======== Dataset rows ========
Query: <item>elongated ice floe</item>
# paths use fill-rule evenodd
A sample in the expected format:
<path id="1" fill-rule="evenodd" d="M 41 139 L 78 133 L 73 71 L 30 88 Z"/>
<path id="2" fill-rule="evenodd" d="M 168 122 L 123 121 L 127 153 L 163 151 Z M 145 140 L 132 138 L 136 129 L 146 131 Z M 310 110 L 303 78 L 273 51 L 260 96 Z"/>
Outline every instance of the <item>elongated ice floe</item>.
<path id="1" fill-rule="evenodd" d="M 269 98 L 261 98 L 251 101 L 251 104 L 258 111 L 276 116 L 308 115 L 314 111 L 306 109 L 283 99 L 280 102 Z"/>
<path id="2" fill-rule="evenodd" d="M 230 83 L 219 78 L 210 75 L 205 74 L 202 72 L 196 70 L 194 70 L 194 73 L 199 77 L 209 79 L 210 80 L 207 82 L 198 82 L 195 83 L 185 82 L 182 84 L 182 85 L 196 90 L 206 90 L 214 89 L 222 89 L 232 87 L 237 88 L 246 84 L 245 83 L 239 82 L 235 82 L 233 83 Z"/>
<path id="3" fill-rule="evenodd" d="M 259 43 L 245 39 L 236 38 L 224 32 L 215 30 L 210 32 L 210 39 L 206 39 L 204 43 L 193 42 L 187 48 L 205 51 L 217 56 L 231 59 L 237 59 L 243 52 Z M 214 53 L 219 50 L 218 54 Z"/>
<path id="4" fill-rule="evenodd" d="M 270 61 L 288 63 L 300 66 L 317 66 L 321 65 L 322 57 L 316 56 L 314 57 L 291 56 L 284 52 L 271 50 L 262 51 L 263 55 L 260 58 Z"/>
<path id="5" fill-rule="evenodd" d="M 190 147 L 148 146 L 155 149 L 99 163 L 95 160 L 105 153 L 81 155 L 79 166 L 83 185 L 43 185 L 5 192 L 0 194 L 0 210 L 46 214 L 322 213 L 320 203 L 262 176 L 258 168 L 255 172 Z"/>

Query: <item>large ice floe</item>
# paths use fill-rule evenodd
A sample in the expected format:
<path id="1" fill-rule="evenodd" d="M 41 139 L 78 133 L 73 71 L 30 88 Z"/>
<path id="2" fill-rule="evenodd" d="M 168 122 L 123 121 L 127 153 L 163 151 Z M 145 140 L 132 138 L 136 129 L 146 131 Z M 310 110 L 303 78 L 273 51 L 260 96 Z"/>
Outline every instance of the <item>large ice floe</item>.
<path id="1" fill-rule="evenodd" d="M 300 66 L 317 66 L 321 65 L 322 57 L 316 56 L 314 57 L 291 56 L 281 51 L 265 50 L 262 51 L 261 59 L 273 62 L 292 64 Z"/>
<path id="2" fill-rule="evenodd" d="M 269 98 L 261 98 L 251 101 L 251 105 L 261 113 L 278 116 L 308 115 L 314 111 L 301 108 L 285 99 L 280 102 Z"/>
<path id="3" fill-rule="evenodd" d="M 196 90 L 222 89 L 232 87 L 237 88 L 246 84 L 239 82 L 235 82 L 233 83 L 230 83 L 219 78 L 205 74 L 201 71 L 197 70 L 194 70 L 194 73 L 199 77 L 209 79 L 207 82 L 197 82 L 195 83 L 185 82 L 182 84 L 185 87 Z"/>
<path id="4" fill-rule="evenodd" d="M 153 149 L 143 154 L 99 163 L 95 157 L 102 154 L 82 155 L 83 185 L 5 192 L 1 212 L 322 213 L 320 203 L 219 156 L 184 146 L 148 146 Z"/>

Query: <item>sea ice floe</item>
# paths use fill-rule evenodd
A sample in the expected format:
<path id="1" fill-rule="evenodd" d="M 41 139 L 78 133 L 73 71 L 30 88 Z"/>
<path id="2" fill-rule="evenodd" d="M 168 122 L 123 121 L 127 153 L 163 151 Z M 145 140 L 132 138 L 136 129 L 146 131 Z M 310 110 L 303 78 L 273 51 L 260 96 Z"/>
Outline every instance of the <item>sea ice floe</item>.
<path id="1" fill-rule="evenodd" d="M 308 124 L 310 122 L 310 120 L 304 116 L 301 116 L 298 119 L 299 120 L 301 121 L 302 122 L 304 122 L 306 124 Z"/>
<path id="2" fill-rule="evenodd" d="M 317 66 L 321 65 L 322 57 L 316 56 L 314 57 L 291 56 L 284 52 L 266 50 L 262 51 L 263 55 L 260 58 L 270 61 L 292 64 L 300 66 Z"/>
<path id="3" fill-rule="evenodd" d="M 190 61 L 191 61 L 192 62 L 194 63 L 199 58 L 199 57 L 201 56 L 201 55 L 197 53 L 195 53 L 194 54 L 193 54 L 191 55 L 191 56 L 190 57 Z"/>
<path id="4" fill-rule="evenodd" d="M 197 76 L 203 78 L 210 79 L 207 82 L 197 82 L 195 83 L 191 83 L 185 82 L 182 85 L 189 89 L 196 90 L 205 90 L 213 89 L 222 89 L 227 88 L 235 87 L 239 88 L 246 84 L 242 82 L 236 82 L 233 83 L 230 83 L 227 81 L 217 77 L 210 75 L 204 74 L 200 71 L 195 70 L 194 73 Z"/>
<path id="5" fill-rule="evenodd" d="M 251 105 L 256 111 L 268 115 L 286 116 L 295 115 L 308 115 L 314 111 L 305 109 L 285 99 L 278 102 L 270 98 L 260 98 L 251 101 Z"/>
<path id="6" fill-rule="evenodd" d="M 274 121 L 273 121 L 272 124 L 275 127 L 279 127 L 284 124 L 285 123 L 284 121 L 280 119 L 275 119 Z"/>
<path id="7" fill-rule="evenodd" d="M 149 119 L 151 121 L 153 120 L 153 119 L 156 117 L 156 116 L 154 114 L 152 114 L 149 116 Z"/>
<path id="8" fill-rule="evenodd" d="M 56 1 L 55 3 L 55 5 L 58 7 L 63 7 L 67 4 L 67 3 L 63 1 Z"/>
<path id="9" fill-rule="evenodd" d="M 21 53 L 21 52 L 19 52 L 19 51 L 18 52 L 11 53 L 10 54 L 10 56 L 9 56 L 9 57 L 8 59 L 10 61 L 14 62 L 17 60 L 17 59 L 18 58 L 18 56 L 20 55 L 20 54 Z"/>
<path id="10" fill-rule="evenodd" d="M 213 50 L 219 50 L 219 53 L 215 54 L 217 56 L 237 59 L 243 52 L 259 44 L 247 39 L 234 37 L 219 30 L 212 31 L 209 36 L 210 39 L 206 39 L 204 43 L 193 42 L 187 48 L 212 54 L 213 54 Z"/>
========
> What is being asked
Reproduce every record, matching each line exactly.

> Final result
Query: <item>elongated ice floe</item>
# paths use fill-rule evenodd
A sample in the expected format:
<path id="1" fill-rule="evenodd" d="M 41 139 L 78 133 L 73 71 L 30 88 Z"/>
<path id="2" fill-rule="evenodd" d="M 168 122 L 123 121 L 127 153 L 163 151 Z M 145 140 L 132 138 L 136 129 L 146 131 Z M 310 110 L 303 78 L 273 51 L 260 96 Z"/>
Outline every instance of the <item>elongated ice floe</item>.
<path id="1" fill-rule="evenodd" d="M 269 98 L 261 98 L 251 101 L 251 104 L 258 111 L 276 116 L 308 115 L 314 111 L 306 109 L 283 99 L 280 102 Z"/>
<path id="2" fill-rule="evenodd" d="M 230 83 L 219 78 L 210 75 L 205 74 L 202 72 L 196 70 L 194 70 L 194 73 L 199 77 L 209 79 L 210 80 L 207 82 L 198 82 L 195 83 L 185 82 L 182 84 L 182 85 L 196 90 L 206 90 L 214 89 L 222 89 L 232 87 L 237 88 L 246 84 L 245 83 L 239 82 L 235 82 L 233 83 Z"/>
<path id="3" fill-rule="evenodd" d="M 259 43 L 245 39 L 236 38 L 224 32 L 215 30 L 210 32 L 210 39 L 206 39 L 204 43 L 193 42 L 187 48 L 205 51 L 217 56 L 231 59 L 237 59 L 243 52 Z M 214 53 L 219 50 L 218 54 Z"/>
<path id="4" fill-rule="evenodd" d="M 270 61 L 288 63 L 300 66 L 317 66 L 321 65 L 322 57 L 316 56 L 314 57 L 291 56 L 284 52 L 271 50 L 262 51 L 263 55 L 260 58 Z"/>
<path id="5" fill-rule="evenodd" d="M 190 147 L 148 146 L 155 149 L 99 163 L 95 160 L 105 153 L 81 155 L 79 166 L 83 185 L 43 185 L 5 192 L 0 194 L 0 210 L 46 214 L 322 213 L 320 203 L 262 176 L 258 168 L 255 172 Z"/>

Query: <item>large ice floe</item>
# paths use fill-rule evenodd
A sample in the expected format:
<path id="1" fill-rule="evenodd" d="M 41 139 L 78 133 L 73 71 L 30 88 Z"/>
<path id="2" fill-rule="evenodd" d="M 168 122 L 123 121 L 127 153 L 163 151 Z M 145 140 L 132 138 L 136 129 L 146 131 Z M 310 110 L 303 78 L 273 51 L 260 96 Z"/>
Outline every instance of the <item>large ice floe</item>.
<path id="1" fill-rule="evenodd" d="M 300 66 L 317 66 L 321 65 L 322 57 L 316 56 L 314 57 L 291 56 L 281 51 L 265 50 L 262 51 L 261 59 L 273 62 L 292 64 Z"/>
<path id="2" fill-rule="evenodd" d="M 269 98 L 261 98 L 251 101 L 251 105 L 261 113 L 278 116 L 308 115 L 314 111 L 301 108 L 285 99 L 280 102 Z"/>
<path id="3" fill-rule="evenodd" d="M 196 90 L 222 89 L 232 87 L 237 88 L 246 84 L 239 82 L 235 82 L 233 83 L 230 83 L 219 78 L 205 74 L 201 71 L 197 70 L 194 70 L 194 73 L 199 77 L 209 79 L 207 82 L 197 82 L 195 83 L 185 82 L 182 84 L 185 87 Z"/>
<path id="4" fill-rule="evenodd" d="M 153 149 L 143 154 L 99 163 L 95 157 L 102 154 L 82 155 L 83 185 L 5 192 L 1 212 L 322 213 L 320 203 L 219 156 L 184 146 L 148 146 Z"/>

Query: <item>sea ice floe</item>
# paths use fill-rule evenodd
A sample in the expected format:
<path id="1" fill-rule="evenodd" d="M 41 139 L 78 133 L 73 71 L 30 88 Z"/>
<path id="2" fill-rule="evenodd" d="M 168 122 L 123 121 L 127 153 L 163 151 Z M 145 140 L 132 138 L 136 129 L 146 131 Z M 310 110 L 303 78 L 273 51 L 260 96 Z"/>
Outline every instance of the <item>sea ice floe</item>.
<path id="1" fill-rule="evenodd" d="M 308 124 L 310 122 L 310 120 L 304 116 L 301 116 L 298 119 L 299 120 L 301 121 L 302 122 L 304 122 L 306 124 Z"/>
<path id="2" fill-rule="evenodd" d="M 317 66 L 321 65 L 322 57 L 316 56 L 314 57 L 291 56 L 284 52 L 266 50 L 262 51 L 263 55 L 260 58 L 270 61 L 292 64 L 300 66 Z"/>
<path id="3" fill-rule="evenodd" d="M 190 61 L 191 61 L 192 62 L 194 63 L 199 58 L 199 57 L 201 56 L 201 55 L 197 53 L 195 53 L 194 54 L 193 54 L 191 55 L 191 56 L 190 57 Z"/>
<path id="4" fill-rule="evenodd" d="M 197 76 L 203 78 L 210 79 L 207 82 L 197 82 L 195 83 L 191 83 L 185 82 L 182 85 L 189 89 L 196 90 L 205 90 L 213 89 L 222 89 L 227 88 L 235 87 L 239 88 L 246 84 L 242 82 L 236 82 L 233 83 L 230 83 L 227 81 L 217 77 L 210 75 L 204 74 L 200 71 L 195 70 L 194 73 Z"/>
<path id="5" fill-rule="evenodd" d="M 251 105 L 256 111 L 268 115 L 286 116 L 295 115 L 308 115 L 314 111 L 305 109 L 285 99 L 278 102 L 270 98 L 260 98 L 251 101 Z"/>
<path id="6" fill-rule="evenodd" d="M 274 121 L 273 121 L 272 124 L 275 127 L 279 127 L 284 124 L 285 123 L 284 121 L 280 119 L 275 119 Z"/>
<path id="7" fill-rule="evenodd" d="M 149 119 L 151 121 L 153 120 L 153 119 L 156 117 L 156 116 L 154 114 L 152 114 L 149 116 Z"/>
<path id="8" fill-rule="evenodd" d="M 56 1 L 55 3 L 55 5 L 58 7 L 63 7 L 67 4 L 67 3 L 63 1 Z"/>
<path id="9" fill-rule="evenodd" d="M 21 53 L 21 52 L 19 52 L 19 51 L 18 52 L 11 53 L 10 54 L 10 56 L 9 56 L 9 57 L 8 59 L 10 61 L 14 62 L 17 60 L 17 59 L 18 58 L 18 56 L 20 55 L 20 54 Z"/>
<path id="10" fill-rule="evenodd" d="M 213 50 L 219 50 L 219 53 L 215 54 L 217 56 L 237 59 L 243 52 L 259 44 L 247 39 L 234 37 L 219 30 L 212 31 L 209 36 L 210 39 L 206 39 L 204 43 L 193 42 L 187 48 L 212 54 L 213 54 Z"/>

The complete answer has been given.